■ DOCUMENT TEXT
*-*-*
That being said, here is ESPN’s Best XI from the 2014 World Cup…
GK – Bob Ley (C)
The General is the Tim Howard of ESPN. The backbone. The last line of defense. The anchor. There’s nobody else in Bristol you would rather have leading the way to cover the world’s biggest sporting event. If it’s at all possible, Ley is still underrated by the wider sporting public. While his journalistic and hard news credentials have earned him plaudits for years, his identity with the sport of soccer can’t be overlooked. Ley has been involved with the sport for decades so to see him so intertwined with the rise of the World Cup in American society is doubly sweet.
RB – Julie Foudy
The former USWNT star has been an ESPN soccer mainstay for years and a lead analyst at several tournaments prior. 2014 has seen her take on a different role though as a catalyst for ESPN’s primetime World Cup Tonight show and their Last Call segment. The more relaxed vibe has seen Foudy shine in a host/facilitator/analyst capacity as ESPN has loosened up the prototypical postgame show routine to surprisingly positive results.
*-*-*
■ PROVIDED DATA

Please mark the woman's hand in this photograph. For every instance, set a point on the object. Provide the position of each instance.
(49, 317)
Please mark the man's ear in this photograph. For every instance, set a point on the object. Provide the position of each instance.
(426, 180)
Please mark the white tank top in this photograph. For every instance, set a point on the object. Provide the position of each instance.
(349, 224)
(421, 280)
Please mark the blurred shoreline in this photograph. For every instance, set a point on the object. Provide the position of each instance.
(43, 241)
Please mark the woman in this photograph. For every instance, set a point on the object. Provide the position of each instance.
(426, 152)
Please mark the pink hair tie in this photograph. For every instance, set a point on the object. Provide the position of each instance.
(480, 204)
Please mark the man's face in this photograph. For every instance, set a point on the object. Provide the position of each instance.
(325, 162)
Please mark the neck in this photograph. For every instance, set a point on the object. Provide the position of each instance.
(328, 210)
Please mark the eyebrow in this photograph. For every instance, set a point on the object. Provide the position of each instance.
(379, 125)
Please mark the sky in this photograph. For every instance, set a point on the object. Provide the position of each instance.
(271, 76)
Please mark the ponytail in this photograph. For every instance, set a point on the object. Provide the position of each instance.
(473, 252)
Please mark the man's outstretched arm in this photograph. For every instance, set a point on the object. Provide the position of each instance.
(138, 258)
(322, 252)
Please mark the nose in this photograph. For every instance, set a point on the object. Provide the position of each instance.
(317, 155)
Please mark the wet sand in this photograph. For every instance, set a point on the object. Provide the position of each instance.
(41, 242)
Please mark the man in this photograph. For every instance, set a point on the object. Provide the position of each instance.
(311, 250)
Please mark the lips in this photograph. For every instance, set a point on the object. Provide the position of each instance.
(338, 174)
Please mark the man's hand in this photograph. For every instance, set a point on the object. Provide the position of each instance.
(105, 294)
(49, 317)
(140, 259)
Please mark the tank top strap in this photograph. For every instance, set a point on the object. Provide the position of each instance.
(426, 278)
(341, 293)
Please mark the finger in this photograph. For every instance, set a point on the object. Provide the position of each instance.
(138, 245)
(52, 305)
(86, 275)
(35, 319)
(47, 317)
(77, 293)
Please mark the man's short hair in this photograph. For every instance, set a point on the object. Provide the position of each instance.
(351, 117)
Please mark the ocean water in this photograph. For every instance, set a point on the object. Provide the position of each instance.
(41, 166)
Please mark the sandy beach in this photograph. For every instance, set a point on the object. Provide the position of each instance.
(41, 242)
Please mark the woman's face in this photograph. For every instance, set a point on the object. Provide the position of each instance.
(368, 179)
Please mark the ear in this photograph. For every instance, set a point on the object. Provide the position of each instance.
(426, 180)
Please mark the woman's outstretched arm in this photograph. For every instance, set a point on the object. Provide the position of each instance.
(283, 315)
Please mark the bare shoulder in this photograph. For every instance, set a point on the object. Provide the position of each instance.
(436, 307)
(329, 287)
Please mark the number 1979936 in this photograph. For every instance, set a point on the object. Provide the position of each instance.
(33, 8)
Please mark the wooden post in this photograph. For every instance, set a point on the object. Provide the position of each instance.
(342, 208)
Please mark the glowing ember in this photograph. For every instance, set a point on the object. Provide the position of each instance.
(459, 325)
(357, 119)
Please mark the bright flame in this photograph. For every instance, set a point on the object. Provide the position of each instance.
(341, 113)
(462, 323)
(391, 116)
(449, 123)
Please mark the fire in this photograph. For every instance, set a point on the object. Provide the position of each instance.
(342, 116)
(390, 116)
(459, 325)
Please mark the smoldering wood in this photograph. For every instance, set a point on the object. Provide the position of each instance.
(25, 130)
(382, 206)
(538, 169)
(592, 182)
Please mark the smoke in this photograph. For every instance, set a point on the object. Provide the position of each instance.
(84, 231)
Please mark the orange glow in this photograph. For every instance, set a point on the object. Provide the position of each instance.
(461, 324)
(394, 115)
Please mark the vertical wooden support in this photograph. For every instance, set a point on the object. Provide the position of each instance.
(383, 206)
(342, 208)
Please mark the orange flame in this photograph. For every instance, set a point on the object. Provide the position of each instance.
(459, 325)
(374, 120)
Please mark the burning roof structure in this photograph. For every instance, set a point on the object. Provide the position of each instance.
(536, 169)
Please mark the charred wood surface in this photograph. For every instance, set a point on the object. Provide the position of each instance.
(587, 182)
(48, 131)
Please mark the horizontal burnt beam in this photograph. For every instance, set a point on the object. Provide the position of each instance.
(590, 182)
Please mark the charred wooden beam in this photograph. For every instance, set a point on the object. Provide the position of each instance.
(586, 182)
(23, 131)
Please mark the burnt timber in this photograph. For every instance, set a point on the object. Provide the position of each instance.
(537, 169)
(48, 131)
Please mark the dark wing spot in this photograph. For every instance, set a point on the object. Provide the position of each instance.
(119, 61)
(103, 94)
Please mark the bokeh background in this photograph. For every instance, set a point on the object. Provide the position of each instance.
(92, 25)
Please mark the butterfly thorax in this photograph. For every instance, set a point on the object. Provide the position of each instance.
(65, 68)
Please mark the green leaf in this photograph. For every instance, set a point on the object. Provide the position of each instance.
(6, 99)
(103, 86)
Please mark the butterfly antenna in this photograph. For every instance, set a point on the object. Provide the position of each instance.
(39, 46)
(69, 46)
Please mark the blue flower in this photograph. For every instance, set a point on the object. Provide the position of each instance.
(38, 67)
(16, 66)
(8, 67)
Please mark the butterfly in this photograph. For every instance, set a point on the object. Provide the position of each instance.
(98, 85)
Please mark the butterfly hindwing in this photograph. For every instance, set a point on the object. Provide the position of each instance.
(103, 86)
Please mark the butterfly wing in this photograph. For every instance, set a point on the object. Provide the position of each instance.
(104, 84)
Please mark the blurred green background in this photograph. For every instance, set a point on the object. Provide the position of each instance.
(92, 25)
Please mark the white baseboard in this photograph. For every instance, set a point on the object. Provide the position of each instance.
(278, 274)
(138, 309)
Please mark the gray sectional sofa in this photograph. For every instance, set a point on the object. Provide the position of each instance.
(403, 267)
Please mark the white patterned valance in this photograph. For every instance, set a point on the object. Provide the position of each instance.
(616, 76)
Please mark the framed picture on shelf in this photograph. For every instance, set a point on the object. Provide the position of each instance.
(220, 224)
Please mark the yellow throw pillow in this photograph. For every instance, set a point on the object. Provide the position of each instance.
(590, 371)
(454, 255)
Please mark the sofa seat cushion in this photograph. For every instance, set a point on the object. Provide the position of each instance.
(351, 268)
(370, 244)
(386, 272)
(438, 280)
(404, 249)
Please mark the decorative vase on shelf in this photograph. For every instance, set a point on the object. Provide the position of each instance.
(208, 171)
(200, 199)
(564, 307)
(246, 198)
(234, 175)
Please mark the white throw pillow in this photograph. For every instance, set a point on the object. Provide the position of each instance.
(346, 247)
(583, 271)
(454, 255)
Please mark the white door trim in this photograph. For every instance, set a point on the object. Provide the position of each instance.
*-*-*
■ DESCRIPTION OF THE TASK
Write out the ESPN World Cup text again, starting with "That being said, here" and going on through "is doubly sweet.", and change "The General" to "The Veteran".

■ FINISHED ANSWER
That being said, here is ESPN’s Best XI from the 2014 World Cup…
GK – Bob Ley (C)
The Veteran is the Tim Howard of ESPN. The backbone. The last line of defense. The anchor. There’s nobody else in Bristol you would rather have leading the way to cover the world’s biggest sporting event. If it’s at all possible, Ley is still underrated by the wider sporting public. While his journalistic and hard news credentials have earned him plaudits for years, his identity with the sport of soccer can’t be overlooked. Ley has been involved with the sport for decades so to see him so intertwined with the rise of the World Cup in American society is doubly sweet.